SELECTED EXCERPT:
_ _ _ _

I am not belittling liberal society but the view that it is merely the product of human conventions and not based on the immense value of human life. I suppose you regard that as a human convention and not because persons are persons rather merely another biological species…
This is where we disagree. The value of life is not an invention but a fact - just like the opportunities which make life valuable. We don’t invent opportunities but discover and recognise them. Nor do we invent society because we are social beings who need to live in an organised community.
When people do not respect human rights they are not acting in defiance of their intrinsic natures (how could someone do something that is not in their nature?). They are just not being as good as they could be.
That implies that there is an objective criterion of goodness…
“We” are the humans–the ones capable of self-creation. Our moral growth is not discovery of forgotten truths but self-enlargement as we become better able to take into account the needs of more and more others.
The vital question is how we are capable of self-creation and self-enlargement. What gives us the power to override our habits and instincts?
Why do we have rights different from those of a worm?
We are what we make ourselves. We are better than we once were and not as good as we could be.
Again the question is how do we acquire this power and achieve such progress…
What will be needed against the Nazis is police and prisons rather than a philosophical foundation. The only thing that has ever controlled violence is stronger violence in saner hands.
You underestimate education and the power of ideas. Why has Nazism virtually disappeared? Most people become more open-minded and reasonable when you explain how selfishness, intolerance and violence are futile and self-destructive.
How do you determine what rights we need?
It is an ongoing conversation. Arguments usually involve consideration of generalizability (Kant), consequences (Mills), and human flourishing (Aristotle). But expecting some ready-made rules for settling all possible moral disputes is not a mature view of morality. It is a sign of being too timid and too enamored with authority. It is the desire to pass the buck–to shirk the responsibility for one’s own moral actions. It is a great responsibility indeed-- everything we do is part of defining what humanity is–but it is not a responsibility that can in any way be avoided.

_ _ _ _

DATASET:
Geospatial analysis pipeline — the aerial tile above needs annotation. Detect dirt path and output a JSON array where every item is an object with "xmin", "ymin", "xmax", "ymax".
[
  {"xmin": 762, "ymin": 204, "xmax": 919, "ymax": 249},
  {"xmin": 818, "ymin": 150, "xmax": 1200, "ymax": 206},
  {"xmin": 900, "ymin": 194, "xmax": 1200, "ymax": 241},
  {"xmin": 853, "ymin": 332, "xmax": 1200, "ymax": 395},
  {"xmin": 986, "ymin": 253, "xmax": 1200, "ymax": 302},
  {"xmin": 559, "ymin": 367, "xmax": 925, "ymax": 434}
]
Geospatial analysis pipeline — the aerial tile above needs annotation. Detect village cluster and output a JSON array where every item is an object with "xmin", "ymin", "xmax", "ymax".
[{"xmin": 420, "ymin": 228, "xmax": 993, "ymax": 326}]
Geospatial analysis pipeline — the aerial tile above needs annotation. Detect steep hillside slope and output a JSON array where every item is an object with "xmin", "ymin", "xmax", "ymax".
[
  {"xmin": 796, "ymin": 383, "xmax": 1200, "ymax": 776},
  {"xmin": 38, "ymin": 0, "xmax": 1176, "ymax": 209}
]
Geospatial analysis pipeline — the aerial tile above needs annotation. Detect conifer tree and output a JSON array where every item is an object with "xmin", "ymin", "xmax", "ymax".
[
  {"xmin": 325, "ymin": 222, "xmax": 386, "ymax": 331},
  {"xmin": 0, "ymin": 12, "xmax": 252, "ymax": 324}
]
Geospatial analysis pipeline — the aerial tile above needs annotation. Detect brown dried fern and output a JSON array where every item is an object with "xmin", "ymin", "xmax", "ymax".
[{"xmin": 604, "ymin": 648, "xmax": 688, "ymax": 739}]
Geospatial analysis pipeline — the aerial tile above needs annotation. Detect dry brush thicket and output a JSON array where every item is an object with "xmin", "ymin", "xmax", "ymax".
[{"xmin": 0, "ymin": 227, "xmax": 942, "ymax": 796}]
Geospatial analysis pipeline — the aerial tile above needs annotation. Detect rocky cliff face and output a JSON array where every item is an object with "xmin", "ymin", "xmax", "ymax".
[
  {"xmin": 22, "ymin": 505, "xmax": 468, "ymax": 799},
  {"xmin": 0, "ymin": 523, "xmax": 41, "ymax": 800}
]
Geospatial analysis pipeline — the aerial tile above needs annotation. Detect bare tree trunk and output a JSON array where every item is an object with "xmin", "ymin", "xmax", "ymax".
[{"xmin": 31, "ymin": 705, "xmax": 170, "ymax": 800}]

_ _ _ _

REQUIRED TASKS:
1. The exchange on human rights names the considerations that arguments about which rights we need usually involve. List each consideration together with the thinker it is paired with.
2. Pick up the exchange on human rights after its final sentence and carry it forward.

ACTIVITY ANSWERS:
1.
- Generalizability (Kant)
- Consequences (Mills)
- Human flourishing (Aristotle)

2.
I agree with you - but responsibility presupposes free will and the power of self-determination.
In other words you believe that true moral judgments are rational and not based simply on emotion. Like scientific laws they describe the nature of reality, the only difference being that they refer to personal rather than physical reality. If we were merely physical objects scientific truths would be sufficient to cater for our needs…
The difference between scientific truths and moral truths is not that they are concerned with different realities. It is that scientific truths are concerned with how things are and moral truths are concerned with how things ought to be.
Persons are not generally regarded as “things”! Materialism is false precisely because it cannot account for personal attributes.
Again this where I suppose both modes of inquiry are rational depending on what you mean by “rational.” Reason itself is one of those things that it subject to inquiry (and is a product of inquiry).
This is where metaphysics and epistemology come in! Reason entails intuition, insight and creativity - which amounts to far more than biological computation!